> _What to produce_: Exactly as they appear below, repeat the lines from the one with "point_to(query) returns, for every instance of the white door" through the one with "point_to(query) returns, for every instance of the countertop", and no others.

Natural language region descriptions
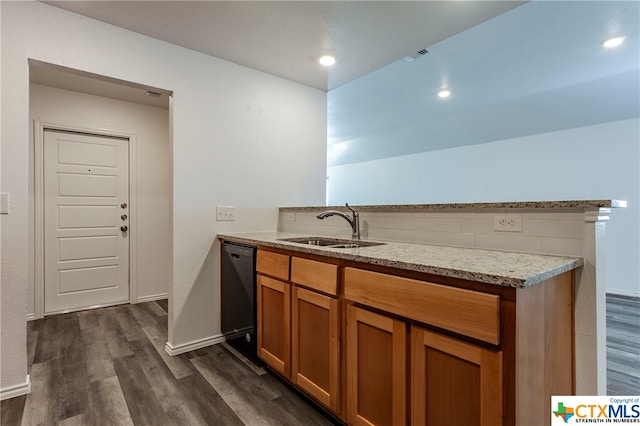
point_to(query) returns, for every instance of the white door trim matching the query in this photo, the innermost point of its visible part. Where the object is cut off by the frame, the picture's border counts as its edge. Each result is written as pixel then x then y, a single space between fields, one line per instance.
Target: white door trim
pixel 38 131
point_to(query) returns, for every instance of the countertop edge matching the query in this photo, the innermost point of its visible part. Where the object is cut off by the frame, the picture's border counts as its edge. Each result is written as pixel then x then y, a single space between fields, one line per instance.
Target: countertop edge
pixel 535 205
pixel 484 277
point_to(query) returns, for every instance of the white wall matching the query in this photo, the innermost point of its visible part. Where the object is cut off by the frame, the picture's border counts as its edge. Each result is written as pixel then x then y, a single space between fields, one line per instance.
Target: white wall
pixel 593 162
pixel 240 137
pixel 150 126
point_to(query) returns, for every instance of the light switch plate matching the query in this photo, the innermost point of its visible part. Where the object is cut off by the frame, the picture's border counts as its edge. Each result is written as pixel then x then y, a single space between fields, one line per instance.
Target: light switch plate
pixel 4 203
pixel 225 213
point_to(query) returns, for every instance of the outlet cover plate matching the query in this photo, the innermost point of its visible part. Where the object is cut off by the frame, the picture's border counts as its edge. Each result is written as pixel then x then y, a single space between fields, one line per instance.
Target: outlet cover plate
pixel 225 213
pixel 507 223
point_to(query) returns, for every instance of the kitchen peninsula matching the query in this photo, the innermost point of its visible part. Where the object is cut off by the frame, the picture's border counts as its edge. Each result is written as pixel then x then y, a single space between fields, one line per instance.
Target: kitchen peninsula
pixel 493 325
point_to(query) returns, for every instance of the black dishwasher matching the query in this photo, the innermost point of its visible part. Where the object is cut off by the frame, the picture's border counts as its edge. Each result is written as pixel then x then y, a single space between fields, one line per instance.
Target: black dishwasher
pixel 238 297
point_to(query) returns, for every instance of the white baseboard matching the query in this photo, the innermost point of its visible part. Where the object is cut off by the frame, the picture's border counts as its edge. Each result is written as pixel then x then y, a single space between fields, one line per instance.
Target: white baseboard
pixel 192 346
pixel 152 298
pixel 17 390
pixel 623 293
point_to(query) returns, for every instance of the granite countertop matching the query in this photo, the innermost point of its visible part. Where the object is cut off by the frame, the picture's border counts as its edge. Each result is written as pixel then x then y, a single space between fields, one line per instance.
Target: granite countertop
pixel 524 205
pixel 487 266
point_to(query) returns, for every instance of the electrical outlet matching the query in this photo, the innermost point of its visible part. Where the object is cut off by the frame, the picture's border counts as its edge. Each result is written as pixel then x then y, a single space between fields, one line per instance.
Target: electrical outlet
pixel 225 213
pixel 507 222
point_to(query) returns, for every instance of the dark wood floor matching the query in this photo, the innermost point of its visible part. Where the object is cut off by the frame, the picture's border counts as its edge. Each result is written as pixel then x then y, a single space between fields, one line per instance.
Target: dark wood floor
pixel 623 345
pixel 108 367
---
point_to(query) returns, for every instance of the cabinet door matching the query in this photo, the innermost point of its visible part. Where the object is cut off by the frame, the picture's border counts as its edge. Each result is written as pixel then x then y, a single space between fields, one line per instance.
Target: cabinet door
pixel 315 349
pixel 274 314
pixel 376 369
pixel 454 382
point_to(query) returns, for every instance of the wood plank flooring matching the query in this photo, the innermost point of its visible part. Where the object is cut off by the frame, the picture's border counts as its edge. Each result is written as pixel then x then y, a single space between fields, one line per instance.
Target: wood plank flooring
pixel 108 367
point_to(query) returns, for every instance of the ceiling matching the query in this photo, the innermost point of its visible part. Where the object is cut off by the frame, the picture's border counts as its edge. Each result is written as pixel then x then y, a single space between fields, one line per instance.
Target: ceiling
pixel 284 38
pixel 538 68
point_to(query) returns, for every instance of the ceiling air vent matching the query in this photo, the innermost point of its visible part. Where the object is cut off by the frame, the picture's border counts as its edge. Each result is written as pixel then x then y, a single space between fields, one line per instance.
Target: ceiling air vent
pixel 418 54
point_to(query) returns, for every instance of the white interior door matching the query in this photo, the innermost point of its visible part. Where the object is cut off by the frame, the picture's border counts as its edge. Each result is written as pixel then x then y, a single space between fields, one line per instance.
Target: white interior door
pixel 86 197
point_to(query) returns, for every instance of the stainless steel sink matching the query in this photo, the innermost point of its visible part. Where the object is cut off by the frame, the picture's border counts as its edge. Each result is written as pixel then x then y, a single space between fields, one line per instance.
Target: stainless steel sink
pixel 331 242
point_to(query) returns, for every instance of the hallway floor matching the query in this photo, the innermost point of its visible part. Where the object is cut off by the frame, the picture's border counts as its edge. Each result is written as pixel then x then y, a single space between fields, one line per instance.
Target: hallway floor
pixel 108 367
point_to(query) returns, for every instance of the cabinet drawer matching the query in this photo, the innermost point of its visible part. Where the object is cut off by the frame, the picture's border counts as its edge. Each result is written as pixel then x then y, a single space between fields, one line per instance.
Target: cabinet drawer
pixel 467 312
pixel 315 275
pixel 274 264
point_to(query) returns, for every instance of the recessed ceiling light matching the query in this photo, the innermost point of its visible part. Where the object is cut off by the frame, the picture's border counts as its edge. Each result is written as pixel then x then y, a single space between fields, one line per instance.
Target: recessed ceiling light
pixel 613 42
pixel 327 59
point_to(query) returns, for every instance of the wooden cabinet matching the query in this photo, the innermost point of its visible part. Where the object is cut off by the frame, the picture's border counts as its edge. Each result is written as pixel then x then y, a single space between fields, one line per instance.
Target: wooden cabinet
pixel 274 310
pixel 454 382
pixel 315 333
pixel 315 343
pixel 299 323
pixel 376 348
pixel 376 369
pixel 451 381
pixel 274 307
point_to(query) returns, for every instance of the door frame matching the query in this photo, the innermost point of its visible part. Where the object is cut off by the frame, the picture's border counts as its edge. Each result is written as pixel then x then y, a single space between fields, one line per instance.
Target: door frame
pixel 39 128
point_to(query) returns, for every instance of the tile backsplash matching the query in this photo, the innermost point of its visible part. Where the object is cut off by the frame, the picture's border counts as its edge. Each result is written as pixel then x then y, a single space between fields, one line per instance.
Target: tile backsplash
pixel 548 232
--
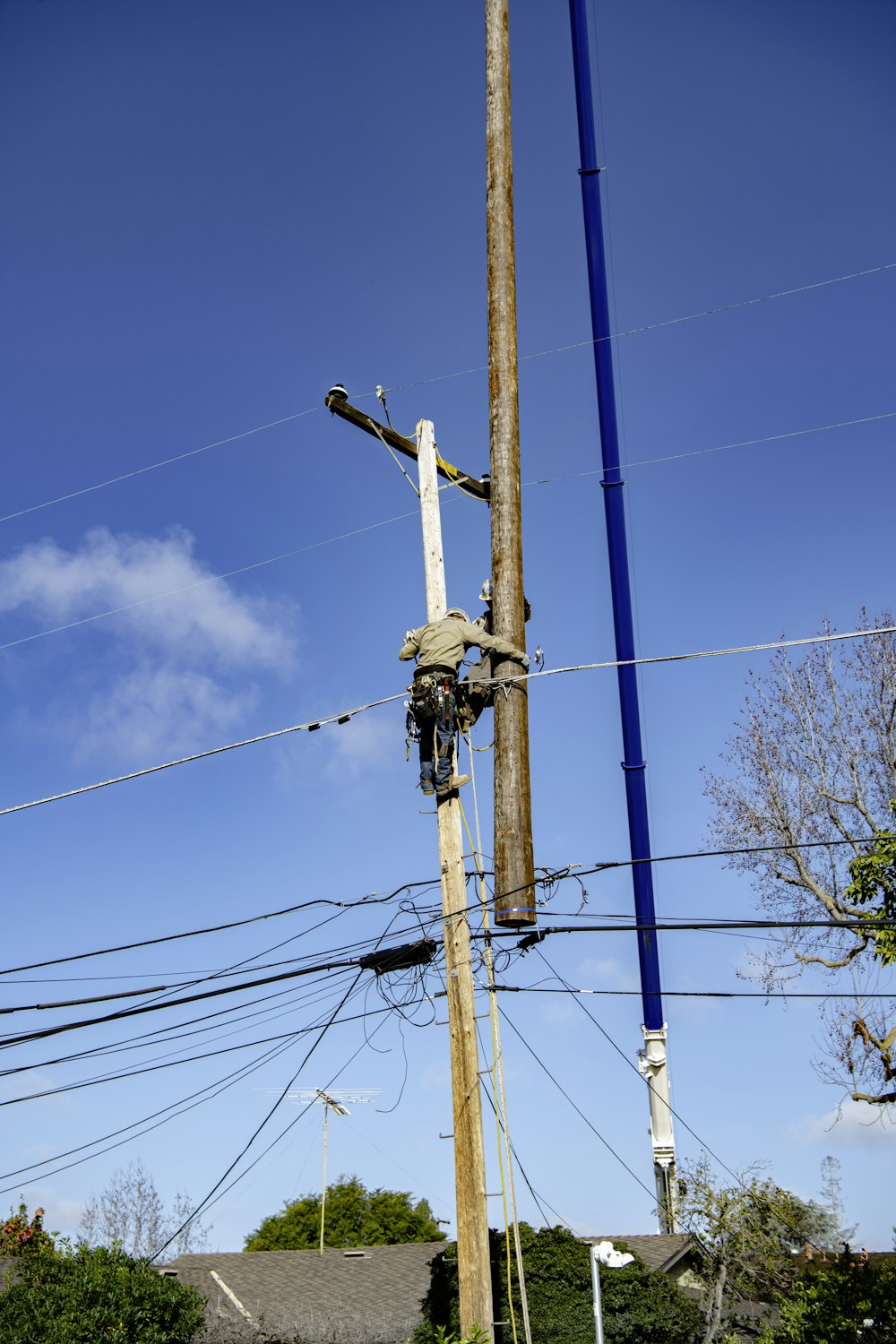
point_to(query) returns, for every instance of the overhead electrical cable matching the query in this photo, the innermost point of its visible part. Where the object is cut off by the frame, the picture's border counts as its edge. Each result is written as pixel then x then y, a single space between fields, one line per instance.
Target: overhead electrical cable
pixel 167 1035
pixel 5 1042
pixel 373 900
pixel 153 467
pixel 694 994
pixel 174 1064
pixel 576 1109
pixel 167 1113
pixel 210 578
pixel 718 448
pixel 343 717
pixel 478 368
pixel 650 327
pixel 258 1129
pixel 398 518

> _Response_:
point_to(query) returns, for every instance of the white door trim matching the query in this photo, the innermost point of its visible part. Where the object is cut off by the frame, the picture's border counts as its edge. Each result is written as pixel then x then y, a single space between fields, one line per instance.
Target: white door trim
pixel 38 131
point_to(query) returns, for every instance of the countertop edge matching the query in this photo, the innermost point of its visible part. Where the object is cut off by the frame, the picture's border counts as its edge. Each result is written as pixel then x then y, a single space between fields, one line per instance.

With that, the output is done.